PROVIDED DATA →
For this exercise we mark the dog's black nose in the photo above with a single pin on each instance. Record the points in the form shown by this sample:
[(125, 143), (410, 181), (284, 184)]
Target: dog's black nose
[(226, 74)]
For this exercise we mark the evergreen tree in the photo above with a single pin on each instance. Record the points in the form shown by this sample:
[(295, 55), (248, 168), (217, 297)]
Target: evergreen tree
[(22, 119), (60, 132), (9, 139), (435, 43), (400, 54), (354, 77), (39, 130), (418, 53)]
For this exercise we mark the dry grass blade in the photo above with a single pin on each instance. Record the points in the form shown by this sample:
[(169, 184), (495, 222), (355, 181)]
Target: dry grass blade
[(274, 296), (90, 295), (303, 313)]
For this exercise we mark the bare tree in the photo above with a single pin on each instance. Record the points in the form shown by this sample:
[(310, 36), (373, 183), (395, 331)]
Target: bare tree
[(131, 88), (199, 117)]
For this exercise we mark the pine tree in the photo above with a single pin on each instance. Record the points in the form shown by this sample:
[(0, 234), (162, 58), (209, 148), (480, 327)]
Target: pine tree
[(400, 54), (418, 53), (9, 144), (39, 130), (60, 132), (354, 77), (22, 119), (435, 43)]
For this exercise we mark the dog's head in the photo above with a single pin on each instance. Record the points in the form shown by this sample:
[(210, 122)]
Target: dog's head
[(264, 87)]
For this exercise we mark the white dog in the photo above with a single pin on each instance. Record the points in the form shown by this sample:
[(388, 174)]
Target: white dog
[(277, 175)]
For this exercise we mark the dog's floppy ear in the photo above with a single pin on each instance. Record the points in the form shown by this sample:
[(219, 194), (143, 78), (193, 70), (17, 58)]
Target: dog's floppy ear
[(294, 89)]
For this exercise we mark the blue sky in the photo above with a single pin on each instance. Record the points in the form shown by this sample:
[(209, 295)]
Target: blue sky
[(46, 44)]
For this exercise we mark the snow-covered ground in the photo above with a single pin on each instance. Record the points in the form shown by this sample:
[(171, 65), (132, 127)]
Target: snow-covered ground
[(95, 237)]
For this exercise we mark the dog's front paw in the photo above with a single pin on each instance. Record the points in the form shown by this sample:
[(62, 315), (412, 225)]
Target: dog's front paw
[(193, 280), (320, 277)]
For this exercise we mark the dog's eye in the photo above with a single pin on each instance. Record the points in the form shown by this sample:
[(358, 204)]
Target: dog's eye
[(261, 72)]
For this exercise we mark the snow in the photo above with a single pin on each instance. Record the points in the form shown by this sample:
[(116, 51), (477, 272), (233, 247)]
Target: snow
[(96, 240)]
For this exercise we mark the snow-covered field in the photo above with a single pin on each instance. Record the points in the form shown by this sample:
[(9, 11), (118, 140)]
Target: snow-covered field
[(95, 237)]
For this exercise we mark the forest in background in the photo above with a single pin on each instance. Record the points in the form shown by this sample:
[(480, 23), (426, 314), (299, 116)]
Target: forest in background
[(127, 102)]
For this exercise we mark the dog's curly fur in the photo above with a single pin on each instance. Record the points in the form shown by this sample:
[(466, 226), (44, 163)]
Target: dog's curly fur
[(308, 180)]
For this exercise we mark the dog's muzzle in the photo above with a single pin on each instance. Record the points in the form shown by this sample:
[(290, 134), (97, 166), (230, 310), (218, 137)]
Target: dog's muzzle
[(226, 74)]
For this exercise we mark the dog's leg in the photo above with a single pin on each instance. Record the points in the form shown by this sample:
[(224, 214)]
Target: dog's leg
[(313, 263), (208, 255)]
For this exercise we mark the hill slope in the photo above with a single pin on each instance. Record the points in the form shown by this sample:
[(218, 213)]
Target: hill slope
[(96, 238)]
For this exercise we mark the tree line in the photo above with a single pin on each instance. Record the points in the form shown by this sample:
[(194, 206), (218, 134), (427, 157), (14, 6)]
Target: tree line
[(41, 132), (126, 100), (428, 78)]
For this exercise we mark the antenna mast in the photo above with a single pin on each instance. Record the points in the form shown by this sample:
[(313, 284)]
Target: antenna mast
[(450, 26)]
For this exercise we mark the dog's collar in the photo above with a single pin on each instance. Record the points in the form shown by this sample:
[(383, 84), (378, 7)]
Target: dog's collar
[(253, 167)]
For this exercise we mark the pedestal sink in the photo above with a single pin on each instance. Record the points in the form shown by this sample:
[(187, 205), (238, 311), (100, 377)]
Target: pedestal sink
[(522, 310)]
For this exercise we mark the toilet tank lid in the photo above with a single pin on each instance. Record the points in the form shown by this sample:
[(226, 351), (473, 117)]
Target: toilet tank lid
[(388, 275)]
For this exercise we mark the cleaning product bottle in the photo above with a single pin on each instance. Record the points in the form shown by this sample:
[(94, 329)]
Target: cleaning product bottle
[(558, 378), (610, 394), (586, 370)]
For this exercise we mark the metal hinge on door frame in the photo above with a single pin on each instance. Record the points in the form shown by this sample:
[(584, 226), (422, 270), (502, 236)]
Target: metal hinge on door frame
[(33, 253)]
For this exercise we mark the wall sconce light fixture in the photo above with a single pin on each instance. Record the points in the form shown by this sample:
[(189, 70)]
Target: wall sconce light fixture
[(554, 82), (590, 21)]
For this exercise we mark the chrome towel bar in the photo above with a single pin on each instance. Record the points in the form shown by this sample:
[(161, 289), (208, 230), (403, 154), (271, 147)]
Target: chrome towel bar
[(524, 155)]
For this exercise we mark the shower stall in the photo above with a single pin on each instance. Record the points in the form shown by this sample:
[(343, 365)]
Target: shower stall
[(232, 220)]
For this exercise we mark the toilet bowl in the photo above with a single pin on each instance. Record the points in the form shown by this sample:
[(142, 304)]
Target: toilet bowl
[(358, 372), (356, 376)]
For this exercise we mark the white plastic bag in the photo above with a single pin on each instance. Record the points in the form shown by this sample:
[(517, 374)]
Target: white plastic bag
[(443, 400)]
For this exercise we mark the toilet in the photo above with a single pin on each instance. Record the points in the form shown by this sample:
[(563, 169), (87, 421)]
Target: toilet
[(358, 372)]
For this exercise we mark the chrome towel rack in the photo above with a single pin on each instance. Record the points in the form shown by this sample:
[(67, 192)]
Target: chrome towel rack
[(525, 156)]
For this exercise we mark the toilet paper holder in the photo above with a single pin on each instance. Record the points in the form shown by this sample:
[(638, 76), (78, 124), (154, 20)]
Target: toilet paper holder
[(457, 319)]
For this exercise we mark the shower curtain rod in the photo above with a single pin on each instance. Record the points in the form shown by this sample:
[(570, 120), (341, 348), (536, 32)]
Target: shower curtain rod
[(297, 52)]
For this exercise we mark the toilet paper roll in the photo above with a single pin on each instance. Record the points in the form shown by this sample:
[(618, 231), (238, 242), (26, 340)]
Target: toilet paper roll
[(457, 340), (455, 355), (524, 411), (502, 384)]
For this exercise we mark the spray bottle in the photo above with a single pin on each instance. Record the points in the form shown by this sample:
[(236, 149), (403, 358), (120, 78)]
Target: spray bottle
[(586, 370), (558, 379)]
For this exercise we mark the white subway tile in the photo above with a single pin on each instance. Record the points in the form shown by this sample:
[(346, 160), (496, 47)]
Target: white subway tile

---

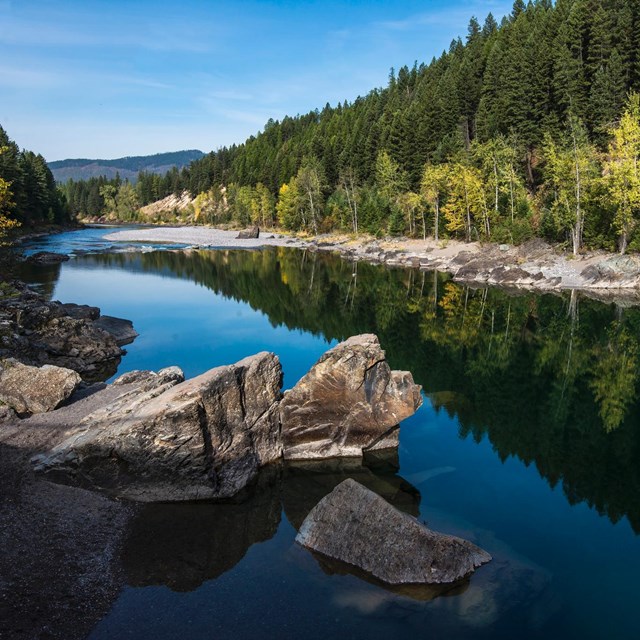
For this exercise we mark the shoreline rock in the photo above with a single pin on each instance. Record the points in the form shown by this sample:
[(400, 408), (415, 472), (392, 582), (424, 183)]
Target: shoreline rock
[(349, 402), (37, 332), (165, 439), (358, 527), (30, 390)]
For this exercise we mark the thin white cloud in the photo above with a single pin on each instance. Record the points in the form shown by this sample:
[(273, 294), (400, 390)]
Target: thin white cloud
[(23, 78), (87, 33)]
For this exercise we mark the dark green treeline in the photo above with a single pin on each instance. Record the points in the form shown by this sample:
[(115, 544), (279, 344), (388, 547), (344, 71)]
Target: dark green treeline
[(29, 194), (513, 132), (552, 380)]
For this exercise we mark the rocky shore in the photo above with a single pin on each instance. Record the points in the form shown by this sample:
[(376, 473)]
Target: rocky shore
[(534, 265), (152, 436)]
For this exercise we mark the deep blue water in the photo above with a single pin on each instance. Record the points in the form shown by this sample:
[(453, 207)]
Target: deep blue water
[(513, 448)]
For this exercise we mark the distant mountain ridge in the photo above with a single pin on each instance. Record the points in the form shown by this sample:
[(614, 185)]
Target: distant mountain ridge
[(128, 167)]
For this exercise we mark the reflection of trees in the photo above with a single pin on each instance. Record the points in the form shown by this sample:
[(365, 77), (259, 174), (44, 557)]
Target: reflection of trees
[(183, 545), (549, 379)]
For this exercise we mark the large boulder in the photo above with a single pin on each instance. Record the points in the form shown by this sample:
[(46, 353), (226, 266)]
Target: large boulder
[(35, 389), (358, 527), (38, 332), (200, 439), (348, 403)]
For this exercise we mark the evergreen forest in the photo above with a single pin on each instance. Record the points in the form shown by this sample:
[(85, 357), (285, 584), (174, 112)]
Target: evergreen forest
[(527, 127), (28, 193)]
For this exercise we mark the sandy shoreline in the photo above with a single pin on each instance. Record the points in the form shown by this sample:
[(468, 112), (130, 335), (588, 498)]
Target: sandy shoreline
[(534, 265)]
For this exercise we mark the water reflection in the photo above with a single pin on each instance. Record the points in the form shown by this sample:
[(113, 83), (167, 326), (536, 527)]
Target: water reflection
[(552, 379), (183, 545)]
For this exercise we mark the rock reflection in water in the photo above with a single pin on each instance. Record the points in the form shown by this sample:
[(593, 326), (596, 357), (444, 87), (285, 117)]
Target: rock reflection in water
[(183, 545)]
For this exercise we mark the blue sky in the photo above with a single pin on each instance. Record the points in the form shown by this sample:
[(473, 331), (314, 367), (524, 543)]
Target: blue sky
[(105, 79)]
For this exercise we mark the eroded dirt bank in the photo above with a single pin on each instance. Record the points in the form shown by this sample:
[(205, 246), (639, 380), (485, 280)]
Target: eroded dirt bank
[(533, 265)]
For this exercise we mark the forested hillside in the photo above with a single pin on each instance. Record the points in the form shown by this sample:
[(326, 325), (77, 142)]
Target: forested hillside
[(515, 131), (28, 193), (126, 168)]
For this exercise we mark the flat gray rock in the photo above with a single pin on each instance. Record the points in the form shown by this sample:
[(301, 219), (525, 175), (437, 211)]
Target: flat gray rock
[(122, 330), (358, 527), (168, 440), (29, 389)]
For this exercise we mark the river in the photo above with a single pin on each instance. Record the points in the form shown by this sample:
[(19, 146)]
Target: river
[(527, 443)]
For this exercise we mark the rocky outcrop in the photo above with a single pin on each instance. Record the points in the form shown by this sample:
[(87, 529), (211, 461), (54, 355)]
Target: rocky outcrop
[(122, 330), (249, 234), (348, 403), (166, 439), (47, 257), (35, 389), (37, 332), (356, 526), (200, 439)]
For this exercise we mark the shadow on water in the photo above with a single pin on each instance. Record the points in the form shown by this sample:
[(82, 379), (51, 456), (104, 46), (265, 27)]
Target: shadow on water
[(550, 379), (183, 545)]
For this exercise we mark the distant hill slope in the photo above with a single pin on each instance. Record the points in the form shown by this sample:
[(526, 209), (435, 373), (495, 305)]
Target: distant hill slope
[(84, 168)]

GOAL →
Rewrite the records from the line containing "For this exercise we mark the dog's floppy" through the line containing "[(261, 72)]", inclusive, switching "single pin" to "single marker" and leaving everything else unchanged.

OUTPUT →
For this exercise we mark the dog's floppy ear in the photo above with a single marker on each instance. Record the points in the form shown by this sample:
[(219, 194), (143, 78), (193, 70), (17, 58)]
Target: dog's floppy ear
[(294, 89)]
For this exercise we mark the blue sky in the photo above with a single marker on each instance. Record the points in the form shown by this sample:
[(209, 295)]
Target: blue sky
[(46, 44)]
For this exercise we mark the snow-covered ground in the photo above with a single marker on each instance. Record the points in the form shown by this sample:
[(171, 65), (132, 127)]
Target: snow-covered ground
[(95, 237)]
For this exercise we mark the dog's front paw in the photo above with a single marker on each instance. Record the points in the form shown by this sample:
[(62, 315), (412, 225)]
Target: dog's front paw
[(193, 280), (320, 277)]
For this exercise we mark the dog's eye in the photo above with a single marker on each instance. Record the points in the form shown by this sample:
[(358, 204)]
Target: dog's eye
[(261, 72)]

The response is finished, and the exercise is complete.